With the pictures left out, print exactly the lines below that run from the one containing "Target: girl's smiling face" through the one containing "Every instance gets one point. Tag the curved".

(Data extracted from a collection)
· · ·
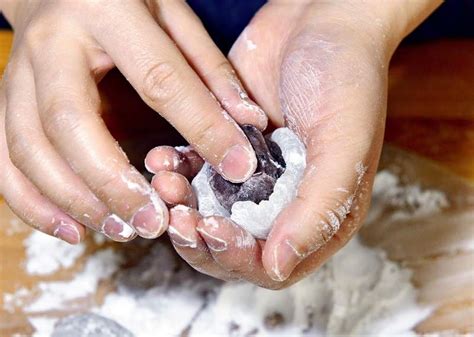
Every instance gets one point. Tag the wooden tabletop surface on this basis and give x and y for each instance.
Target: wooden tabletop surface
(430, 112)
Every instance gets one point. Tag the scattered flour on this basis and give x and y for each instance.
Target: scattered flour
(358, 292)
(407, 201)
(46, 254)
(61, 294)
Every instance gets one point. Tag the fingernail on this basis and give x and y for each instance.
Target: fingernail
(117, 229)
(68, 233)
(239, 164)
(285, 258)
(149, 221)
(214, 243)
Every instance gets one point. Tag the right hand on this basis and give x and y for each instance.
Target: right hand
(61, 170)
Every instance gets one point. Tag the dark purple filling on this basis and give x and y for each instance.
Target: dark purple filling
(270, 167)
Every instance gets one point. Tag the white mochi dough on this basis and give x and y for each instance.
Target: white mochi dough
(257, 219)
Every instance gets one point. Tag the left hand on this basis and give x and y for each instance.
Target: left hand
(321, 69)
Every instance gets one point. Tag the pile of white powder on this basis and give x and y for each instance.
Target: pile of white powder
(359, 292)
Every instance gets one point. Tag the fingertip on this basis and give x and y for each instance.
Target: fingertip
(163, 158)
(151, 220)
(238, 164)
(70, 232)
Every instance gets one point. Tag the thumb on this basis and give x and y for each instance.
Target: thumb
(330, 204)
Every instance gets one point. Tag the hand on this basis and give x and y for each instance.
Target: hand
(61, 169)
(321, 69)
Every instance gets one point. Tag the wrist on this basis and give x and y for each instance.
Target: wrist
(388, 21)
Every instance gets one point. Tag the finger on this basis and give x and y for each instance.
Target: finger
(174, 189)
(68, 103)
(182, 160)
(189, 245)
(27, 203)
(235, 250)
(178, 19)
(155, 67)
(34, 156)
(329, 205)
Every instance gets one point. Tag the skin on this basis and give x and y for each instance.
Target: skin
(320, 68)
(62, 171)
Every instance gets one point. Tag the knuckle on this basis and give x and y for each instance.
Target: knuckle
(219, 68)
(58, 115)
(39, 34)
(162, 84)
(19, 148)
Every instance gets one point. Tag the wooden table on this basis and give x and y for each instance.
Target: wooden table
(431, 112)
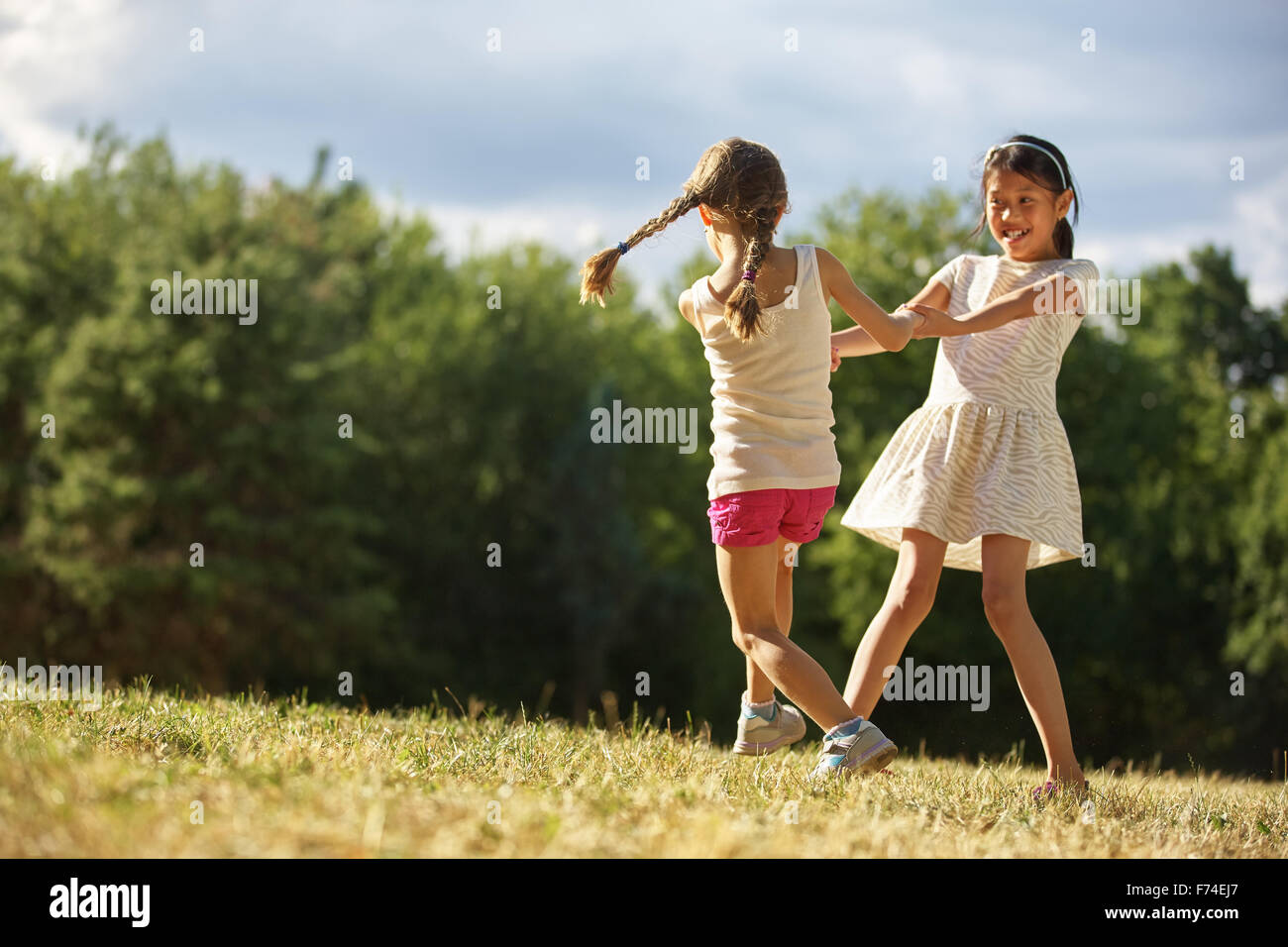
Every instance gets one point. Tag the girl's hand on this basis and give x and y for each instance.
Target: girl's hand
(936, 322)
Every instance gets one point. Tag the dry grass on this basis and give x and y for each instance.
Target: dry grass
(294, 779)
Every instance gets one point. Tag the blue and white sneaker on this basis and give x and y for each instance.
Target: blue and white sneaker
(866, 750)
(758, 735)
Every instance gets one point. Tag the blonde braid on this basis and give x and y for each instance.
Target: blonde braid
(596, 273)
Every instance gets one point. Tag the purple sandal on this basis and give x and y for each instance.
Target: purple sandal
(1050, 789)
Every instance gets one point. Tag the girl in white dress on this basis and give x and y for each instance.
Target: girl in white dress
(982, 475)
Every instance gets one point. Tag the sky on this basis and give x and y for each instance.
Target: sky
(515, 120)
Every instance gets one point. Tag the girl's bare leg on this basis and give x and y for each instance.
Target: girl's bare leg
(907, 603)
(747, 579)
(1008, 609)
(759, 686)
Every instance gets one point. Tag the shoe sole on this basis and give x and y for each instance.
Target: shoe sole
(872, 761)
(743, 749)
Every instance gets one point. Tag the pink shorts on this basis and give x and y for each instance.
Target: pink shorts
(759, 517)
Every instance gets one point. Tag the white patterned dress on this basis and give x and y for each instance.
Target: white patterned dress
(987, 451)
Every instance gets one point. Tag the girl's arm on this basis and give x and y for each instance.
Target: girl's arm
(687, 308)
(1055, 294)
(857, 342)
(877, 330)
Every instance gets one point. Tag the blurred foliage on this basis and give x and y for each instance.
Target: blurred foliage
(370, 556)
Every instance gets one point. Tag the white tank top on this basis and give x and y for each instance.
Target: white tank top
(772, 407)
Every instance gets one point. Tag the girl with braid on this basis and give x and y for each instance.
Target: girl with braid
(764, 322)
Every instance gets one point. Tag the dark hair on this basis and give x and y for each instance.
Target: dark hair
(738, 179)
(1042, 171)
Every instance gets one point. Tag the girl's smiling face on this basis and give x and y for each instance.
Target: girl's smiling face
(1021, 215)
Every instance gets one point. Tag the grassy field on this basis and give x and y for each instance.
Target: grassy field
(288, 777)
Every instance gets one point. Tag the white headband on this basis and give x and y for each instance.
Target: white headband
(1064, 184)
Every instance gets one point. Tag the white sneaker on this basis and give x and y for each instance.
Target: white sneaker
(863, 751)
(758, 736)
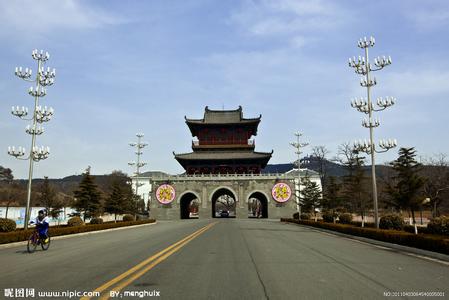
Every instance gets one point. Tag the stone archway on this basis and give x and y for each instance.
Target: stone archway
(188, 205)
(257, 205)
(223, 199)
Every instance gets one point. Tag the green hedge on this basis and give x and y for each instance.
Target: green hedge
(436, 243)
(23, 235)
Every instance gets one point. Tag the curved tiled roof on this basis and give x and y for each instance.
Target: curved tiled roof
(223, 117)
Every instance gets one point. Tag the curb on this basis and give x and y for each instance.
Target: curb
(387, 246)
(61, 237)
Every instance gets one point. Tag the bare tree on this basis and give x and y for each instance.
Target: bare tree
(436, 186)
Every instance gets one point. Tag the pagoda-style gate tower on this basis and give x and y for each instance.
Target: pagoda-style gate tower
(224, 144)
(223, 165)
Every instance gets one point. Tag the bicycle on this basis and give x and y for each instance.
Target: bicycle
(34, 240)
· · ·
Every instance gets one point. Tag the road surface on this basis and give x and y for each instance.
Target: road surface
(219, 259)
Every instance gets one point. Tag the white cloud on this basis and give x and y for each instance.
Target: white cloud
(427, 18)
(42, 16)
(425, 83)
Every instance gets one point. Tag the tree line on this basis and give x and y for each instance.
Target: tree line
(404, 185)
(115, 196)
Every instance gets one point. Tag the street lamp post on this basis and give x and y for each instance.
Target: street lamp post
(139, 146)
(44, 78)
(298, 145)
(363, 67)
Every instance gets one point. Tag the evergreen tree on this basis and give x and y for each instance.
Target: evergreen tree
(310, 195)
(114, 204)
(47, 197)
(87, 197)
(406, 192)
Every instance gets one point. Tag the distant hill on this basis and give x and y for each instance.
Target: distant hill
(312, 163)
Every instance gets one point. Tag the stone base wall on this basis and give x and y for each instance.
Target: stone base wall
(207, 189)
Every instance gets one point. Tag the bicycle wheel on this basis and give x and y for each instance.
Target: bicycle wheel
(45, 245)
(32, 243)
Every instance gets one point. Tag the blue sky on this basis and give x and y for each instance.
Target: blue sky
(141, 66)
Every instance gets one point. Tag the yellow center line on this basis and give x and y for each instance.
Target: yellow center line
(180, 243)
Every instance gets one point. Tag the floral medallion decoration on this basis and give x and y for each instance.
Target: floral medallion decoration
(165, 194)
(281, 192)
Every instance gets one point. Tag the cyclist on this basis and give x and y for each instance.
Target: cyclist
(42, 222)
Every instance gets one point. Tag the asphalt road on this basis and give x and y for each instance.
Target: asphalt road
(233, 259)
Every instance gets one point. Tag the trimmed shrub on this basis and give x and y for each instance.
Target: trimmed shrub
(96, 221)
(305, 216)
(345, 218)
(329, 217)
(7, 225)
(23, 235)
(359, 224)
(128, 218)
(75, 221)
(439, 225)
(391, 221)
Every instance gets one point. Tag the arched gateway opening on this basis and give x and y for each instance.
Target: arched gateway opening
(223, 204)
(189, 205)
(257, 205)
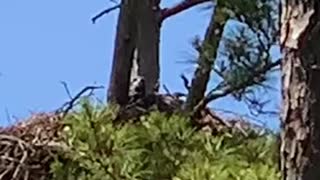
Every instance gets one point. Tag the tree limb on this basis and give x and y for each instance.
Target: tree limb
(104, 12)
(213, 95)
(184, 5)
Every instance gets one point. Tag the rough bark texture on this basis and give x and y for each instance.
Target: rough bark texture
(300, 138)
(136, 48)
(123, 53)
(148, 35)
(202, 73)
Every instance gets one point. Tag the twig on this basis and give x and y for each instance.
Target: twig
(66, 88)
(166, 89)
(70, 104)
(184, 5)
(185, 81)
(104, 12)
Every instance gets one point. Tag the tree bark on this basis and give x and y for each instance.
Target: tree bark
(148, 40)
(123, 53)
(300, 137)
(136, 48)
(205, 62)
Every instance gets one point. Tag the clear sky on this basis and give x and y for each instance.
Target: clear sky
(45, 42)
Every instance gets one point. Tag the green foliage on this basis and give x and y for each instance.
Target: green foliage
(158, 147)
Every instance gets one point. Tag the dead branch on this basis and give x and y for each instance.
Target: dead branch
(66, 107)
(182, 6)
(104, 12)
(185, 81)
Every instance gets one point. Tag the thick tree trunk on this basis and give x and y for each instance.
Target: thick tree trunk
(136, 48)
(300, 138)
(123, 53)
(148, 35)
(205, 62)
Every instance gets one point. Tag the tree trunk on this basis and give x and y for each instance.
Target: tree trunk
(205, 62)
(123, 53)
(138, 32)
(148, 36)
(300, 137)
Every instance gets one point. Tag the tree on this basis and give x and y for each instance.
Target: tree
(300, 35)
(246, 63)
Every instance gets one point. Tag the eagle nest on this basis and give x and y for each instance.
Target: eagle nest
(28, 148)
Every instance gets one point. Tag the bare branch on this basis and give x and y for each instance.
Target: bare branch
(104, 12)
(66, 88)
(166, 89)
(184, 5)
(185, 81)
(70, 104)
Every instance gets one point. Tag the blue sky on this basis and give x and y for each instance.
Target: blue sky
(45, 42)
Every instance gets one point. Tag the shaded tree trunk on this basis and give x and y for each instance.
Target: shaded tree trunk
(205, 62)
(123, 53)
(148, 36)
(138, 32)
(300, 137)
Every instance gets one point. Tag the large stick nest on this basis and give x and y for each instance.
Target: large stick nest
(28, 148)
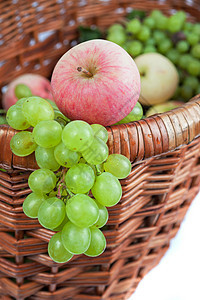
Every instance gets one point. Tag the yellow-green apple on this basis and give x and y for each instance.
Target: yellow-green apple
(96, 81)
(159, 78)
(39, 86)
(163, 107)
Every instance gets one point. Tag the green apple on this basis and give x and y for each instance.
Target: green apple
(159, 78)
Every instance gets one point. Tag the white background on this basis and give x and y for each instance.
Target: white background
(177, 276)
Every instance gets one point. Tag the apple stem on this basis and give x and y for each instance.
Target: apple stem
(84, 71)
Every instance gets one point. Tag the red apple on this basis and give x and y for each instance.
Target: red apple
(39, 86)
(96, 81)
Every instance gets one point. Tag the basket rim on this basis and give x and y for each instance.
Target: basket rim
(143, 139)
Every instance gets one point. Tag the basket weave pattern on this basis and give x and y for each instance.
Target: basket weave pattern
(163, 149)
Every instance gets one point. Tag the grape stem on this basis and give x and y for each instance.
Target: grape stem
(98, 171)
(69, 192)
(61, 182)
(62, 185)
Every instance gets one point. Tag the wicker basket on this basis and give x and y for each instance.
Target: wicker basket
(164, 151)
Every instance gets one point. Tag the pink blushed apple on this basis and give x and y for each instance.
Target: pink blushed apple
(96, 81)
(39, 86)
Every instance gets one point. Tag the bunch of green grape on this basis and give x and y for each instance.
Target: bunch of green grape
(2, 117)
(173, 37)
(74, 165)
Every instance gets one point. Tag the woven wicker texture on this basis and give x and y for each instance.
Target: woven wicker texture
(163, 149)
· · ·
_FINISHED EXERCISE_:
Target: girl's smiling face
(1021, 215)
Every instance gets one point. Tag the grassy field on this basis and give x and y for each instance.
Target: grassy field
(288, 777)
Every instance gets one point. Tag the white headband on this basis and give x and y for each instance.
Target: white headband
(1064, 184)
Every instance gets one point. Tag the white sneaker on this basis and give x and y for each instance.
Target: white sneaker
(863, 751)
(758, 736)
Every instance gets one point. Tag the stone archway on this basis and give x and y for each instance.
Target: stone archway
(188, 205)
(257, 205)
(223, 199)
Every instance gets one point. Tag the green hedge on this basis and give x and y for each instance.
Target: green hedge
(436, 243)
(23, 235)
Every instance gets one point. Tag the curved tiled roof on this basis and give x and y for each instance.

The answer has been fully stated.